## Requests
1 > According to the essay about the house, in what year did the small house first become the writer's home?
2 > Pick up the essay about the house after its final sentence and keep writing it.

--- BEGIN Reading text ---

If you’re a real estate agent interested in listing our house or someone who may eventually buy it, you should know something:

I still love this house. I loved it when we first moved in so many decades ago and nothing’s changed.

I
remember that hot June day when the small modest house first became our
home. It was 1968, my wife and I had both graduated from college a few
years previous, and we both embraced the American dream of home
ownership.

Of course, our parents helped out a bit, and we were
able to buy the kind of home that would be ours for years, complete with
extra bedrooms upstairs for the day that we’d choose to expand into a
family.

We spent that first summer in our new home laughing and
drinking wine on the living room floor as the record player (yes, we
used records) shouted out one Beatles song after another, with some
Doors and Janis Joplin thrown in for good measure. It’s nearly
impossible for me to walk into that room without hearing those sounds
and visualizing my wife lounging in a bean bag in her tattered jeans.

--- END Reading text ---
--- BEGIN Dataset extract ---

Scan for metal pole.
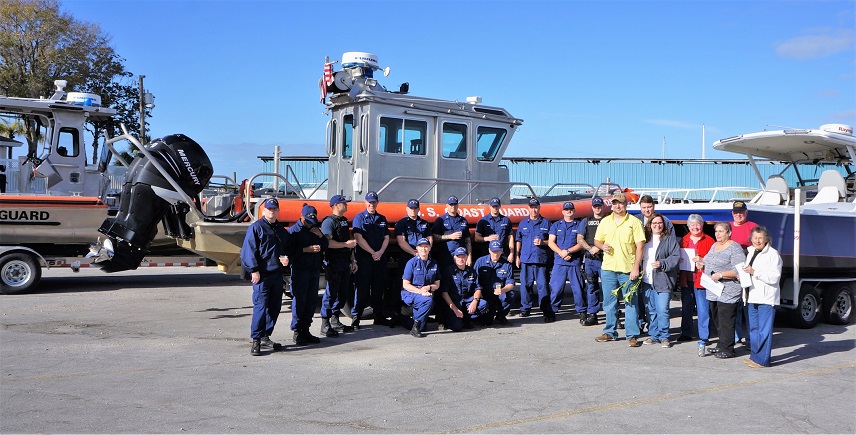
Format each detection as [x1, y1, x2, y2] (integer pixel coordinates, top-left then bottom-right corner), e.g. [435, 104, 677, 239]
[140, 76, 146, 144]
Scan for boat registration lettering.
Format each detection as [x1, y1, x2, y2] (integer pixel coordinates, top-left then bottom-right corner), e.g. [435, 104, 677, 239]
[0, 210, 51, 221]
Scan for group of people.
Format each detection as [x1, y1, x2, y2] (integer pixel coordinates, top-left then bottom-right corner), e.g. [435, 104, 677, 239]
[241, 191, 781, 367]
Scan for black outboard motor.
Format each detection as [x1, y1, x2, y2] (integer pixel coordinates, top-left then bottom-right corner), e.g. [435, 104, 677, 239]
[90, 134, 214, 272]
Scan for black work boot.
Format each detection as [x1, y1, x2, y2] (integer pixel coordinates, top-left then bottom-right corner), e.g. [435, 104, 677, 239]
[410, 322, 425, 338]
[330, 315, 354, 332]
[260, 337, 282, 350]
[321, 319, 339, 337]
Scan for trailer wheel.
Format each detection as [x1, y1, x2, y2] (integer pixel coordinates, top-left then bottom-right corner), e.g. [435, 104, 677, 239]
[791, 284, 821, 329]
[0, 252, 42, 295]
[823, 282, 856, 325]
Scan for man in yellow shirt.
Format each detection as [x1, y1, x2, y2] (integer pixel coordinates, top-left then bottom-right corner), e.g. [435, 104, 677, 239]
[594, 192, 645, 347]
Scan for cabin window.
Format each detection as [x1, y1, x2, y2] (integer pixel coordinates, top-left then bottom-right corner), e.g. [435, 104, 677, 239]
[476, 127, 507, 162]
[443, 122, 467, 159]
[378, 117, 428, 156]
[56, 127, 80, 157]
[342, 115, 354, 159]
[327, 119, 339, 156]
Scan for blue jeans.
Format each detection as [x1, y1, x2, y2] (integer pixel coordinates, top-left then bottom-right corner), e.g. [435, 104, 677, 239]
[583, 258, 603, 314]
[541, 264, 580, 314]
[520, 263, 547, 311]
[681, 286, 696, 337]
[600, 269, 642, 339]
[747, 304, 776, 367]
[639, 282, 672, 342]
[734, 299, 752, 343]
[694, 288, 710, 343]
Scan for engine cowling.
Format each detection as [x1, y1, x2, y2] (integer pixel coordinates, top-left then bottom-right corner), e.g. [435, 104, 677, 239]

--- END Dataset extract ---
--- BEGIN Dataset extract ---

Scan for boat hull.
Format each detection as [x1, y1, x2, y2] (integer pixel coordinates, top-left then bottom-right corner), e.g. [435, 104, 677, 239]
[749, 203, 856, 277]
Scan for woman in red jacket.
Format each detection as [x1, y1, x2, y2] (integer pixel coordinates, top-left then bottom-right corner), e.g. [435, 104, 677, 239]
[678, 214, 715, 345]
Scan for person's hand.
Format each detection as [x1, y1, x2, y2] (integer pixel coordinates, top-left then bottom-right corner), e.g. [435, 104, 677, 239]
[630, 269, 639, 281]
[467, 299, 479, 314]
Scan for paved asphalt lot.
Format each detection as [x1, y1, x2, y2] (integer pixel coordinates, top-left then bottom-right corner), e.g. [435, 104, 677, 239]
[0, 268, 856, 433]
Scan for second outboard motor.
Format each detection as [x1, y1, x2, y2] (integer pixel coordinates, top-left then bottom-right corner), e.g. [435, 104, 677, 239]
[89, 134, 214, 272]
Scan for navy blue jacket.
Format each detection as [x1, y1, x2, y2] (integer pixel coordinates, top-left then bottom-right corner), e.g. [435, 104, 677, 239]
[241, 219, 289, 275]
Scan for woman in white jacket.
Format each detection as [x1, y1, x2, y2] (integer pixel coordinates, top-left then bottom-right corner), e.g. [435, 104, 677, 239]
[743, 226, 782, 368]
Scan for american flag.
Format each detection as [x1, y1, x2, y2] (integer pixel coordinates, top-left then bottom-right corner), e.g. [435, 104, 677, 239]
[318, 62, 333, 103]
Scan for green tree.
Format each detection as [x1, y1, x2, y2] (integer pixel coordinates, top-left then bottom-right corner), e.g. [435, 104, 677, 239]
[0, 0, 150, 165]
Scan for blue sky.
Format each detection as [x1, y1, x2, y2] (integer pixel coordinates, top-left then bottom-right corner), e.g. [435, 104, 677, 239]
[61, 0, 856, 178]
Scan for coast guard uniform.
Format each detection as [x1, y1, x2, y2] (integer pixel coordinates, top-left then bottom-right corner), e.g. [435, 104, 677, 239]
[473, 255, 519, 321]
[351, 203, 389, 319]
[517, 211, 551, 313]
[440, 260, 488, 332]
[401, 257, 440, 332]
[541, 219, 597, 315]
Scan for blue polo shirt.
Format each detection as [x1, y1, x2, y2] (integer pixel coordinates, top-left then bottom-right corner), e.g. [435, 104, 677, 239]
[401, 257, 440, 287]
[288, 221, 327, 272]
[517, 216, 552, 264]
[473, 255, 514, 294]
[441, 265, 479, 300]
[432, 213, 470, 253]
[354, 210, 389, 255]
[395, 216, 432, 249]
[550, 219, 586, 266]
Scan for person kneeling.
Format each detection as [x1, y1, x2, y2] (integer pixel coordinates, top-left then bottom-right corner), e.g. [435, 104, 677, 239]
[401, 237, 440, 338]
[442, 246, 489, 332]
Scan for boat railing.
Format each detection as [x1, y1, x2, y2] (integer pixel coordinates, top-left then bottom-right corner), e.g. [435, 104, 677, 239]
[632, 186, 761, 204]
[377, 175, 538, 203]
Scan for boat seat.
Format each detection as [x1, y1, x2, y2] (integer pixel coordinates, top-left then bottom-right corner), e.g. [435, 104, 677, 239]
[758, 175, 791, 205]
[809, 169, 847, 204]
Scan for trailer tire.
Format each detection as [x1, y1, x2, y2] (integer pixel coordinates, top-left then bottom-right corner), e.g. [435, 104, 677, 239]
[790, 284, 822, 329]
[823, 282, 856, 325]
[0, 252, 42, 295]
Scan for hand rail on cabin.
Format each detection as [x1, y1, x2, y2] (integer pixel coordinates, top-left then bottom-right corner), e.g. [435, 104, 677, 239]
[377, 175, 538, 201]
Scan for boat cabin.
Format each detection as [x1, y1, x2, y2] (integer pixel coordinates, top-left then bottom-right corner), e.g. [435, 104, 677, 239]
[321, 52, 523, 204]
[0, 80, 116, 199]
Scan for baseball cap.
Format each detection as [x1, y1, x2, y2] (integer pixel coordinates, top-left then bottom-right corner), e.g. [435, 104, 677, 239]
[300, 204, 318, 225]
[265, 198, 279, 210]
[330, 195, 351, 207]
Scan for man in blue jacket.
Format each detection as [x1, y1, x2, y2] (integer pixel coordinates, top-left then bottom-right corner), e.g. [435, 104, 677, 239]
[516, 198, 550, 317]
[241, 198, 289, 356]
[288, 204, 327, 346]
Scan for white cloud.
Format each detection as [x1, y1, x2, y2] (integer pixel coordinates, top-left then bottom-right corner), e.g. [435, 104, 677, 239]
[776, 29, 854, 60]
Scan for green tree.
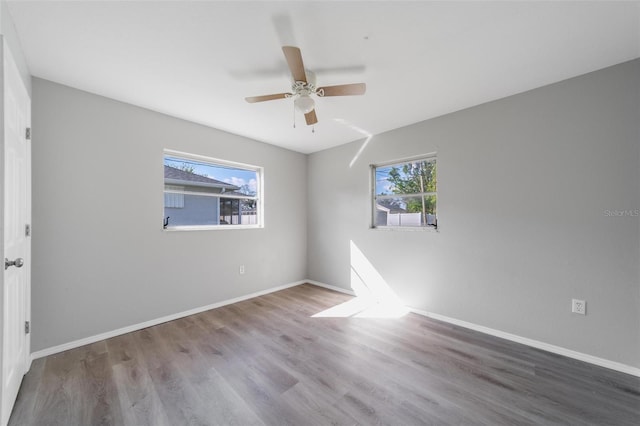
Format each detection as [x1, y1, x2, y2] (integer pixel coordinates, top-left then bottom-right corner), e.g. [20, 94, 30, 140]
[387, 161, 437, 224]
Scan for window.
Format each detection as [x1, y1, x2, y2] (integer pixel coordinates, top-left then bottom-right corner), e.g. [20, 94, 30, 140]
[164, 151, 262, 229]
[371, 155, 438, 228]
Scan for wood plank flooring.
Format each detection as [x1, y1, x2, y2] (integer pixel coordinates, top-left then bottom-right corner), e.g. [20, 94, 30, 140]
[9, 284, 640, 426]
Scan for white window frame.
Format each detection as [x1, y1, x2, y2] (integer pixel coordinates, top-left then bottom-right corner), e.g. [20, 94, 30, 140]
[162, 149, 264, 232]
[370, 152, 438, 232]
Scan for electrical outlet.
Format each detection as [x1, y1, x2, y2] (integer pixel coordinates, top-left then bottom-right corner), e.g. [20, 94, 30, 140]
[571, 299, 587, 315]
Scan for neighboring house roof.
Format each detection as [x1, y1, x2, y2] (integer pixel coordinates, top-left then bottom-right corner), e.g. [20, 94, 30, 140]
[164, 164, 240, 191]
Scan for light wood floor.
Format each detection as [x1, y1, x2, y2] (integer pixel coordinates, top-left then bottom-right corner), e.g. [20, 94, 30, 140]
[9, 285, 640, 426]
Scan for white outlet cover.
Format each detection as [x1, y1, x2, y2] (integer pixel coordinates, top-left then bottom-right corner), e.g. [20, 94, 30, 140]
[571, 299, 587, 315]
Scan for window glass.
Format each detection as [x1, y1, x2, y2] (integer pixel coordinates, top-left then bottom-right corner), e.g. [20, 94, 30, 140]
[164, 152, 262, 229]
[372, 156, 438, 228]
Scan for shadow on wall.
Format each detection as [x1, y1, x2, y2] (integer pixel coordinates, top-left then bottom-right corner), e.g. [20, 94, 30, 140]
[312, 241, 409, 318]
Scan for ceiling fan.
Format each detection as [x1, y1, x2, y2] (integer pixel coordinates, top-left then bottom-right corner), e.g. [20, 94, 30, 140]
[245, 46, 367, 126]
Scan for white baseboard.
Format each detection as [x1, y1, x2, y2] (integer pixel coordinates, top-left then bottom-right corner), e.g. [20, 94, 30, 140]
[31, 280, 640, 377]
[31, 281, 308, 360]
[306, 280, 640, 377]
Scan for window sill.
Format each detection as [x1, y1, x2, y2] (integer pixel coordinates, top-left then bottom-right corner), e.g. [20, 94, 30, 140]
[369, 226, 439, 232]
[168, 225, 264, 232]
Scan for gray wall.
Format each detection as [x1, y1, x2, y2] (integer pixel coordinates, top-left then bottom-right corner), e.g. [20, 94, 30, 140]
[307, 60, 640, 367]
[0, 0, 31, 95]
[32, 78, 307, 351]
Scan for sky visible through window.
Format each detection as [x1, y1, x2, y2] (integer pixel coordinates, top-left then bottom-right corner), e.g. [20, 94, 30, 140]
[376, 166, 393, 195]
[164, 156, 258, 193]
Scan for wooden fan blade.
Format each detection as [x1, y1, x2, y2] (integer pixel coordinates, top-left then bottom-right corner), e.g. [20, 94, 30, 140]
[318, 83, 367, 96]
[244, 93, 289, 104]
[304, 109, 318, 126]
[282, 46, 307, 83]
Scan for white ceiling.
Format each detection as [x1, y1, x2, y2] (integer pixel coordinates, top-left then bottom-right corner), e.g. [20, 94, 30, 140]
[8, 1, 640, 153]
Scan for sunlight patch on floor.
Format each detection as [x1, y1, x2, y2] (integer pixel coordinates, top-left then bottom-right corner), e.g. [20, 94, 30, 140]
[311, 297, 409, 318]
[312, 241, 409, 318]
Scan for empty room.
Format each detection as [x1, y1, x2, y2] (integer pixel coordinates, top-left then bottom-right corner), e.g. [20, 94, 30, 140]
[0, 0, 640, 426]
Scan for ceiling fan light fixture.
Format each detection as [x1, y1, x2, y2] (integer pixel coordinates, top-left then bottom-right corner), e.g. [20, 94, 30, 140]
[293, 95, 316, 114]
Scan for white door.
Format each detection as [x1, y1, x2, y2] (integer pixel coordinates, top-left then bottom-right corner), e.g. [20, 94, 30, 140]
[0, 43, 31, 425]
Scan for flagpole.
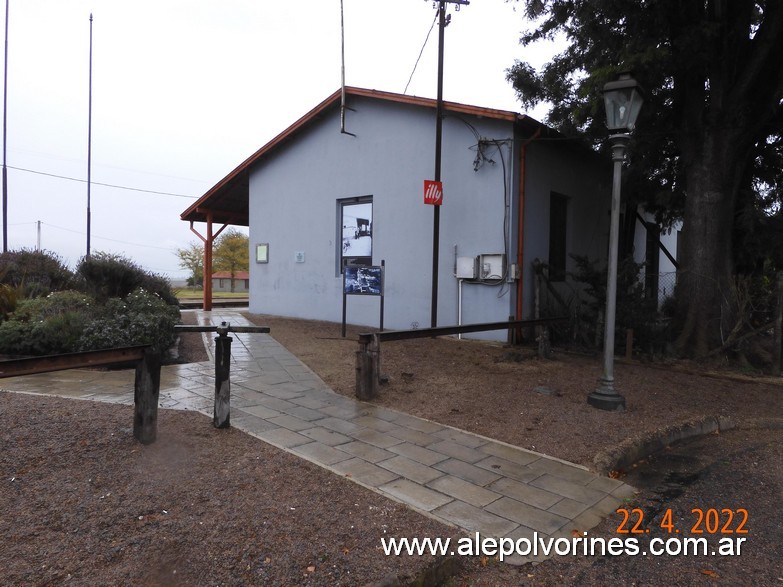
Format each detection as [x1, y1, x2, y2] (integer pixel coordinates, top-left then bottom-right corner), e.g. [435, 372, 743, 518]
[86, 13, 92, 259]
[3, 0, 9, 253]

--- END Dataset extract ---
--- BEGIN Dataset extract ---

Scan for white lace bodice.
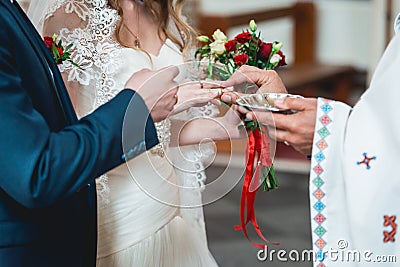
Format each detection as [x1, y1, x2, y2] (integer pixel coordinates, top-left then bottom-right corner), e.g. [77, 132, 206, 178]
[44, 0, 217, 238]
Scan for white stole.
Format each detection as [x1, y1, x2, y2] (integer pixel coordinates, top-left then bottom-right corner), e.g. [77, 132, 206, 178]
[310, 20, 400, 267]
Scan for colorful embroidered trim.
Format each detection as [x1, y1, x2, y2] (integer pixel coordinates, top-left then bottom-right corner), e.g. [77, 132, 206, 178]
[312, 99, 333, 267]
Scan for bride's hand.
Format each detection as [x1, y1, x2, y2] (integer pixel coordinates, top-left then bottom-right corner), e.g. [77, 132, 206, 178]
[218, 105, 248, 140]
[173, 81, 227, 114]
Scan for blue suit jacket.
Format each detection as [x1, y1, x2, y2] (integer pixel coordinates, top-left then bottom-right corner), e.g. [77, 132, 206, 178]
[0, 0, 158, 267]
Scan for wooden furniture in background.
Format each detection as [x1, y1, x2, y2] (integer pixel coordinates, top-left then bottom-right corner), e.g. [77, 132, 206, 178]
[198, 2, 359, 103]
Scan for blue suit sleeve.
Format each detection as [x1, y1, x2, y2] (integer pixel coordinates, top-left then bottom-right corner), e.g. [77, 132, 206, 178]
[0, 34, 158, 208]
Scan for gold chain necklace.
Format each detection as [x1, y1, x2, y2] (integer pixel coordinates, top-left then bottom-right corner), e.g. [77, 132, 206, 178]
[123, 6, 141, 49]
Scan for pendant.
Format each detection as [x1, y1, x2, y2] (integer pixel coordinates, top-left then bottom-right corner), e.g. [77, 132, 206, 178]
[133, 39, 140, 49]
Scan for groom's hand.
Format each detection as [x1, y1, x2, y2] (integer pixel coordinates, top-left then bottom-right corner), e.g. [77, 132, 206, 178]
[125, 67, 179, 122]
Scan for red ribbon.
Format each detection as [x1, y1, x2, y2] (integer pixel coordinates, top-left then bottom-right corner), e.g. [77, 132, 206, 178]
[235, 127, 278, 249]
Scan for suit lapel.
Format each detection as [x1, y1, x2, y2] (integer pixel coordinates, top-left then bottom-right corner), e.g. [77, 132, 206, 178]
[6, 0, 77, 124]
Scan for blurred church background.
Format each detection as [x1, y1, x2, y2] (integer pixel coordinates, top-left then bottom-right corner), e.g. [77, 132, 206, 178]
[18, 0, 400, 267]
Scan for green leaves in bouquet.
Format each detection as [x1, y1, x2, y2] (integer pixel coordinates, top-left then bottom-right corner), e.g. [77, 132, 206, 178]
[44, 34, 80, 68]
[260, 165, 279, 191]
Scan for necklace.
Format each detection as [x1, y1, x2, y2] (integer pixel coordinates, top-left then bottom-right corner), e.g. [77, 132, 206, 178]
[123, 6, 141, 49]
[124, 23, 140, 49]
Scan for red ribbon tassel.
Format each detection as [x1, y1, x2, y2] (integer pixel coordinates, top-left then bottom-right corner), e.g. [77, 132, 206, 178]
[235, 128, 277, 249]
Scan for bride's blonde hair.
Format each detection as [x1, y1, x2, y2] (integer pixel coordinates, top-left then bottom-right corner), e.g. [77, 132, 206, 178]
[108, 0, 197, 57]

--- END Dataset extract ---

## Task results
1 > 1968

2 >
Then
the ’70’s rolled in and by the middle of that decade, we’d welcomed the
first of our three children to the house. In our backyard is an old oak
tree that still bears the scars of serving as a playground for the
children.

If you buy or list our house, you should know that the
nails in the tree came from a treehouse we built in 1979, and the scars
on the largest branch serve as a reminder of the thousands of rope
strokes that made our tree swing (made of an old tire) the centerpiece
of a play area for the neighborhood kids.

If you buy or list our
house, you should know that the dining room bears the air of a center of
higher education. Our children were all lovingly tutored there, from
the day they entered kindergarten until the end of college. That dining
room means a lot to me.

I still love this old house, especially
now that my wife and I are well into retirement. But it’s time for us to
go, transition into a smaller home, and begin the next phase of our
lives. But oh, how I love this house.

If you are the person who
buys our house, I guess I feel I needed to tell you these things because
this home is so much more than just a house to us: it’s been the
centerpiece of our entire lives, a loving nurturing place where the
memories will always live.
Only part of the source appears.